> _Aim_
Express each line of the rows below as a JSON list of strings, one string per line, leaving out any blank lines.

> _Record set_
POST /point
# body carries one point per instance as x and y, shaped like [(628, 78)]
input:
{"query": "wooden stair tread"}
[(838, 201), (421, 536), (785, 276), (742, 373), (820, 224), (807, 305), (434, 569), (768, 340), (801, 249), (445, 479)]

> _Answer for this exercise_
[
  "POST /point",
  "# body carries one point per instance as x and y, shaped like [(628, 78)]",
  "input:",
  "{\"query\": \"wooden stair tread\"}",
  "[(838, 201), (421, 536), (785, 276), (742, 373), (820, 224), (807, 305), (434, 569), (768, 340), (801, 249), (445, 479)]"
]